→ Extract provided
------------------------

# UK Personal Pension Questions



## BritishAndy (Oct 29, 2019)

I have a UK personal pension (defined contribution) and recently turned 55, so I can now access my pension pot.

I had hoped to take out a fixed term annuity for 12 years to give me income until my state pension kicks in. However all the major companies (Legal & General, LV=, Canada Life...) do not offer annuities to non UK residents!

Does anyone know which companies offer fixed term annuities to overseas residents? 
Has anyone managed to get an annuity while living in The Philippines?

An alternative is to cash in my pension pot. I can get 25% tax free, the remainder is then taxed. Since I have no UK tax code, it would be paid at an emergency code of 40% I understand that income from overseas pensions is not taxed in The Philippines. 

Has anyone taken out their pension fund and successfully reclaimed the tax paid? 
How would I go about getting a refund?


----------



## bobby1947 (Apr 15, 2020)

I think you will have a hard time trying to get a company to offer you an Annuity if you are living overseas already.
i get an annual pension and a monthly pension via Prudential and Sun life . which began before i retired in 2012.

------------------------

→ Data supplied
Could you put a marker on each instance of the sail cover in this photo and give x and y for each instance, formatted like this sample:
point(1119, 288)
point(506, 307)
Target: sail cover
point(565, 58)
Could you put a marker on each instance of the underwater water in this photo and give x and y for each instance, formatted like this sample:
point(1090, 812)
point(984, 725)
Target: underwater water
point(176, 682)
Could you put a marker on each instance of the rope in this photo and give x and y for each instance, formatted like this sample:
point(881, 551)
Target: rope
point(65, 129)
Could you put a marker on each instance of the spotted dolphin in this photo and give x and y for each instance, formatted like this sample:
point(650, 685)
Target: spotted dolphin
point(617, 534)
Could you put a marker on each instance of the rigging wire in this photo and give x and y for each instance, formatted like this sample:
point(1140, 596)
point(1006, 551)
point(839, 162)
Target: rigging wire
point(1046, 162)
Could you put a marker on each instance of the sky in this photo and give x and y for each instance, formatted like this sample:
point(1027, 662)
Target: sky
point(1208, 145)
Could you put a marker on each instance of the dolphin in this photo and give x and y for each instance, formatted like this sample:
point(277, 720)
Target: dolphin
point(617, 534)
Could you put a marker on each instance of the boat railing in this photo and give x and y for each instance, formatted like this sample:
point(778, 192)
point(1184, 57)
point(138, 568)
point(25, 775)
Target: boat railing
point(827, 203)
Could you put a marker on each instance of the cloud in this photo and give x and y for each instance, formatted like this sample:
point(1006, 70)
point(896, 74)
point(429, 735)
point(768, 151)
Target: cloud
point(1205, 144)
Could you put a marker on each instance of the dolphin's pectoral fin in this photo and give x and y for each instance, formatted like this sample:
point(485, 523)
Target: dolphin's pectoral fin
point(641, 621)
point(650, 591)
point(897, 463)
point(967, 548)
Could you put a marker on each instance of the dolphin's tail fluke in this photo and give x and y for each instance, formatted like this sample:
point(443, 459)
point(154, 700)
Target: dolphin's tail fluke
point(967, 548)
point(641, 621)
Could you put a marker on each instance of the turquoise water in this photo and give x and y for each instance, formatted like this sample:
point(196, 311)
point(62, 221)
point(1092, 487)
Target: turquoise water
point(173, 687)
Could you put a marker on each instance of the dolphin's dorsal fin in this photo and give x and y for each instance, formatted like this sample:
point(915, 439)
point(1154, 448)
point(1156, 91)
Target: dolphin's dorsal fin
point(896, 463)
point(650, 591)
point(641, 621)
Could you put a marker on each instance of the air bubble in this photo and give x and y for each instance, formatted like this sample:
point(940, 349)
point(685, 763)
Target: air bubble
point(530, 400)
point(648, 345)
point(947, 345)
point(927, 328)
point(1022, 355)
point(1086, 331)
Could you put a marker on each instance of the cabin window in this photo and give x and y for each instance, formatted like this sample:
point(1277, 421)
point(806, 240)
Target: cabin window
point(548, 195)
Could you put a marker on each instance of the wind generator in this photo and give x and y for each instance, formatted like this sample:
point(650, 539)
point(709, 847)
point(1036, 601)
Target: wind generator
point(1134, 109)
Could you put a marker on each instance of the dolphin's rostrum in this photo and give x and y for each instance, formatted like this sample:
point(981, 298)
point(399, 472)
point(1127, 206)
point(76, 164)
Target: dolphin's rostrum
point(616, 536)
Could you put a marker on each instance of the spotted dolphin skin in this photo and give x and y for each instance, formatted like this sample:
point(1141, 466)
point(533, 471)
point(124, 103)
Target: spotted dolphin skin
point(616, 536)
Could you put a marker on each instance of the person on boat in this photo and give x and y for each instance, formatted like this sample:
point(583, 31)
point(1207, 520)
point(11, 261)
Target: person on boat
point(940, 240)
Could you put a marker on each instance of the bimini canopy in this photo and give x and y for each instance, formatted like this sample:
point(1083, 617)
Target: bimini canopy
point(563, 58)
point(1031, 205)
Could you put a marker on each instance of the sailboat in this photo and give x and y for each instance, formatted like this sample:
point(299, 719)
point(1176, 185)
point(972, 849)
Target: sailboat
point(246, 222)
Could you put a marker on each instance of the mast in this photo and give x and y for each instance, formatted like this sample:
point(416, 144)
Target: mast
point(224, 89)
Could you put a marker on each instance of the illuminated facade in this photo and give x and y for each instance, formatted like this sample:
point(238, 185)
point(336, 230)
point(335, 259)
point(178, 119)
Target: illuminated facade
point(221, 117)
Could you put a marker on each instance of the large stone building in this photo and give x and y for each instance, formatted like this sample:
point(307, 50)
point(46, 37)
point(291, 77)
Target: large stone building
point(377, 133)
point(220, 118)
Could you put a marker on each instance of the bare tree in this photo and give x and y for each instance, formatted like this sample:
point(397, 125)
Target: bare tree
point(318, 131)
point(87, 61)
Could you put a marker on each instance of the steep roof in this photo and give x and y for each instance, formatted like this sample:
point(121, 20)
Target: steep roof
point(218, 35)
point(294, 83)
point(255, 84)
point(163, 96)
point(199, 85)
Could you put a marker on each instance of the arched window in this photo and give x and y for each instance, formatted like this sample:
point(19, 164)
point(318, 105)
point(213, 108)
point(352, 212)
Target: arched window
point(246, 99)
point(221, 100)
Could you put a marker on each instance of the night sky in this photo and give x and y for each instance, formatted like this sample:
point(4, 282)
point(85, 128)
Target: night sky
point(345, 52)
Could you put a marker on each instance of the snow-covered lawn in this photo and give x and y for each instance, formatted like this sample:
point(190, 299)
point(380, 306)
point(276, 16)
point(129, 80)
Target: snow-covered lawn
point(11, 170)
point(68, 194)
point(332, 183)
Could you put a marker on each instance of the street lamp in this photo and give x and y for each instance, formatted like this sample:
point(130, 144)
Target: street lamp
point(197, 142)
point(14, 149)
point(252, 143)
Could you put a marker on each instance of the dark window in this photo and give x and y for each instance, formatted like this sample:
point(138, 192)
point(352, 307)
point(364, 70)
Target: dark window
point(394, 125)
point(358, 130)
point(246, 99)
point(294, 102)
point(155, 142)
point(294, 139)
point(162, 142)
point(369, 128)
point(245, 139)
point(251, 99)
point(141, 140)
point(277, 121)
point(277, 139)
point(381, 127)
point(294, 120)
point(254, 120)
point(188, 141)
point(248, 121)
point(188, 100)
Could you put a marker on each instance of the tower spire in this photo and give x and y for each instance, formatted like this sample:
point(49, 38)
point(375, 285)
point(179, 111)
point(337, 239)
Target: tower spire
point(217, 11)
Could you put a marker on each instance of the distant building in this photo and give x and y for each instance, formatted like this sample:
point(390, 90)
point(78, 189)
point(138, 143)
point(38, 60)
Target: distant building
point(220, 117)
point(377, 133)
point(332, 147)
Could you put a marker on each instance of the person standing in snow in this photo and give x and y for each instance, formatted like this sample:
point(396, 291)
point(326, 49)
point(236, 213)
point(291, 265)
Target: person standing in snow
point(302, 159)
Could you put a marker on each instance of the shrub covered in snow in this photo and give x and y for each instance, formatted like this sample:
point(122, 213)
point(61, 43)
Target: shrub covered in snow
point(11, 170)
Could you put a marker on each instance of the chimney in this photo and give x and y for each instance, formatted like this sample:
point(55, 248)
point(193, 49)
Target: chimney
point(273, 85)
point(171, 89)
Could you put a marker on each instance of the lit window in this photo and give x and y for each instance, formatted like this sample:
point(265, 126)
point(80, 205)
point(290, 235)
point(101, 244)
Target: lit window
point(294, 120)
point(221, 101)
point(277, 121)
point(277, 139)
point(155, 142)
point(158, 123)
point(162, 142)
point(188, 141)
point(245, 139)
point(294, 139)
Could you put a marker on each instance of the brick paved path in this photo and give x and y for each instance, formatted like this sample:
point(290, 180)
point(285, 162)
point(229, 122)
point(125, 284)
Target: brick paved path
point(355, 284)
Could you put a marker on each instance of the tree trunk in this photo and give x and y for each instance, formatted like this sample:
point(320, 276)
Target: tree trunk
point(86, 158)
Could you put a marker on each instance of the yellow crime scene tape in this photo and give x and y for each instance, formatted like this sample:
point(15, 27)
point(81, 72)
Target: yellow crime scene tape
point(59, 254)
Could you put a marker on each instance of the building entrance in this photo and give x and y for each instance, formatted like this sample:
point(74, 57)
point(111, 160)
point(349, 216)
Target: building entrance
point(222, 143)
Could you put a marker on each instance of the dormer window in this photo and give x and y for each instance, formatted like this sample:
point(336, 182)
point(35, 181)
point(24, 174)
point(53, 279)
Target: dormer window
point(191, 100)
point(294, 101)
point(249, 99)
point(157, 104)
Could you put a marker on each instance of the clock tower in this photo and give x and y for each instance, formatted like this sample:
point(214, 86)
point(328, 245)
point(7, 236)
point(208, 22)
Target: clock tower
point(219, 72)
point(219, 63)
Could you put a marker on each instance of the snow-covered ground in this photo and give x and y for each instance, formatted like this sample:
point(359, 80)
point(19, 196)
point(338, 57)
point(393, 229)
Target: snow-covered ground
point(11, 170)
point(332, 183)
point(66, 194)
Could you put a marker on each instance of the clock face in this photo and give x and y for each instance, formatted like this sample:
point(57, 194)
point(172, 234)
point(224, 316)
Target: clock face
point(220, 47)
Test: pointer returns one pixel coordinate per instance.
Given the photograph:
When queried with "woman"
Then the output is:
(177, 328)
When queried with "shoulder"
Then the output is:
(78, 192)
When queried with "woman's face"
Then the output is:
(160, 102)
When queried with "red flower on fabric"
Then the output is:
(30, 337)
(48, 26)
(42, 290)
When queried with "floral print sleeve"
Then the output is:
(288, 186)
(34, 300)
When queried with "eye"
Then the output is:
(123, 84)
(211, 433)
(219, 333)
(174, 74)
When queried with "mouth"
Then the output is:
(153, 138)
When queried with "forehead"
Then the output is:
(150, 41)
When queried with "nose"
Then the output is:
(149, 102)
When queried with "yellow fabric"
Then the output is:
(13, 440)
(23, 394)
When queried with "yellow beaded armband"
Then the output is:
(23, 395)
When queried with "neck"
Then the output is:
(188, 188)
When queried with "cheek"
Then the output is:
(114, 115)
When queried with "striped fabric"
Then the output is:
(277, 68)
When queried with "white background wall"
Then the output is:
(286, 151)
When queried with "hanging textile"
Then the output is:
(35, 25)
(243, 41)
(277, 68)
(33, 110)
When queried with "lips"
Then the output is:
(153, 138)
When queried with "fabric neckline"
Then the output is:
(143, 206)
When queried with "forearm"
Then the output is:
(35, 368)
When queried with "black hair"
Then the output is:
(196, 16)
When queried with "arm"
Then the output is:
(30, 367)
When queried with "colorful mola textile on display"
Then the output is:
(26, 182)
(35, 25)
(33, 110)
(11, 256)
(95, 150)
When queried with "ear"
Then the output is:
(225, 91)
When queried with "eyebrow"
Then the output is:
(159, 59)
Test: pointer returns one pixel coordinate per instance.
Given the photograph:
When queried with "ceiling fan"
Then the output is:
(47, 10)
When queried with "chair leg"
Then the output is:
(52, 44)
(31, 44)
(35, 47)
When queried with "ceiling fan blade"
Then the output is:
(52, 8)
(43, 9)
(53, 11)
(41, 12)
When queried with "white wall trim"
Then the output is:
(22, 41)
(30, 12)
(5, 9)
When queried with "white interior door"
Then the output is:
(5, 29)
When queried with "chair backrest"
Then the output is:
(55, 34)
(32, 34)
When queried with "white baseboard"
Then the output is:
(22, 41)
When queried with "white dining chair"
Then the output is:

------------------------

→ Exercise set
a: Write out the portion of the UK pension thread starting with "Does anyone know" and going on through "in The Philippines?".
b: Render this sentence from the UK pension thread into Spanish: "Does anyone know which companies offer fixed term annuities to overseas residents?"
c: Proceed with the UK pension thread from the point at which it stops.

→ Results for each task
a:
Does anyone know which companies offer fixed term annuities to overseas residents? 
Has anyone managed to get an annuity while living in The Philippines?

b: ¿Alguien sabe qué compañías ofrecen rentas de plazo fijo a los residentes en el extranjero?

c:
you must take into account also that as you have a private pension your state pension will be reduced accordingly! you dont or should not be taxed on your income when you are in the Philippines currently, but things could change. not sure about tax refunds the best is to contact the HMRC if you are in the philippines use viber to call the UK !


----------



## John1850 (Oct 31, 2014)

Hi Andy, 
sorry but can't help you on your pension problem. I have 3 pensions, all government backed; but was over 60 when I accessed two of them. Now at almost 70 I have 3 index linked government pensions paid directly into my BDO bank account in the Philippines.

I pay UK tax on my pensions (because they are Government pensions) but there is no Philippine tax to pay because the money is from outside of the Philippines.



However, please be aware that there were many companies advertising to free up your pension pot etc; many were also reported to have charged huge percentages for the privilege and / or for management charges. Some were scams.

It also depends where you are living; UK, Philippines or? Good luck on your quest.

John


----------



## MikenKeira (Jul 3, 2017)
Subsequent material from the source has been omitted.